§ **AIM OF THE TASK**: Write out the rows from the first line through the line with "point(278, 191)", requests included, and shift every coordinate in the answers by -104.

§ **DATASET CONTENT**:
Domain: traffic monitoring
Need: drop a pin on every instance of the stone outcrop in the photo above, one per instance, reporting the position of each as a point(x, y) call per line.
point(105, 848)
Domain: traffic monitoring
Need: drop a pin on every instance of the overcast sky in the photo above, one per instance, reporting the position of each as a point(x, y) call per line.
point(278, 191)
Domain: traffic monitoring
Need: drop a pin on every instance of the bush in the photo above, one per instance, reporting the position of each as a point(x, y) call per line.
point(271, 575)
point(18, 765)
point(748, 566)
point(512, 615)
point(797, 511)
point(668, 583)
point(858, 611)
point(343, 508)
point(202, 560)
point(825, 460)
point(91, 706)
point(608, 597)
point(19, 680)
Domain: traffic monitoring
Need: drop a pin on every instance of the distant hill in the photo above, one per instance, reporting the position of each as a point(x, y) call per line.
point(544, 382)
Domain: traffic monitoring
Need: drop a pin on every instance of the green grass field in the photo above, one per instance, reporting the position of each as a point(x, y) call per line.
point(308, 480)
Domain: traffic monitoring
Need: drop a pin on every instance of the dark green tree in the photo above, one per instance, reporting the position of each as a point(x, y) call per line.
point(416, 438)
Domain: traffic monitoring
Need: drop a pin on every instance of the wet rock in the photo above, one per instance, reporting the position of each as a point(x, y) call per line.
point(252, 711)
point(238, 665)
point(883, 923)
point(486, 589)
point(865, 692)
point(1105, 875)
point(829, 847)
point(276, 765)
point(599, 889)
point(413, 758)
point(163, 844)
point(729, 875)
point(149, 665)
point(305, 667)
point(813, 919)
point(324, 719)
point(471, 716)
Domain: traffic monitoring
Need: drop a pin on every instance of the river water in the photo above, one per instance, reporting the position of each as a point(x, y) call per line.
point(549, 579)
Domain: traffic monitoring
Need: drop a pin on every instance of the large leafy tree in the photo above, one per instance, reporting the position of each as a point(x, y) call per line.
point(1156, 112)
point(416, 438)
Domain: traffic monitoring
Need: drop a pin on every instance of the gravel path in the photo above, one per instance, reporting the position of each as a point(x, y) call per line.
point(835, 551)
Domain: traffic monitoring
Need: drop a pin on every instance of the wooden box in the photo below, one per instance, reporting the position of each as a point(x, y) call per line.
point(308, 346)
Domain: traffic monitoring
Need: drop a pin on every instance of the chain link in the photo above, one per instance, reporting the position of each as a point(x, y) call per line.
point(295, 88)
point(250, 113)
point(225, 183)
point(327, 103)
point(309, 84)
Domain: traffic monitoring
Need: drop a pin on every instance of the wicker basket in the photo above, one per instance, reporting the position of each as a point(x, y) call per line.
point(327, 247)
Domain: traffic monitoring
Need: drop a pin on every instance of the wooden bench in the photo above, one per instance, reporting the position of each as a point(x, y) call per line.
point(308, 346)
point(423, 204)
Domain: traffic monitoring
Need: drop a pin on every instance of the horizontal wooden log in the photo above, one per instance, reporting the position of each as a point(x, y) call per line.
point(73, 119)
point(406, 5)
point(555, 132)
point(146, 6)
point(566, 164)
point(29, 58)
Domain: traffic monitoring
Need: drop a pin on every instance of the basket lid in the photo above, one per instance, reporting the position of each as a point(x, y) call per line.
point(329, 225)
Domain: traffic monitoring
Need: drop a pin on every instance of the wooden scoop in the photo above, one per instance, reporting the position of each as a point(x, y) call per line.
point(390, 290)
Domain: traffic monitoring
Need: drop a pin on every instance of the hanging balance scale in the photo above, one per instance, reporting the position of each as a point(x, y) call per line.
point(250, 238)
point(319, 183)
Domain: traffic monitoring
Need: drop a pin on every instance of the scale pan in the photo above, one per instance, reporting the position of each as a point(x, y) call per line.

§ **RESPONSE**:
Domain: traffic monitoring
Need: drop a pin on every instance of the stone outcrop in the photo above, one per instance, reporting the position of each as a point(x, y) call per line.
point(1, 744)
Domain: traffic monitoring
Need: drop a pin on every instance of the overcast sky in the photo above, one per instance, reporting the position of each as a point(x, y) call per line.
point(174, 87)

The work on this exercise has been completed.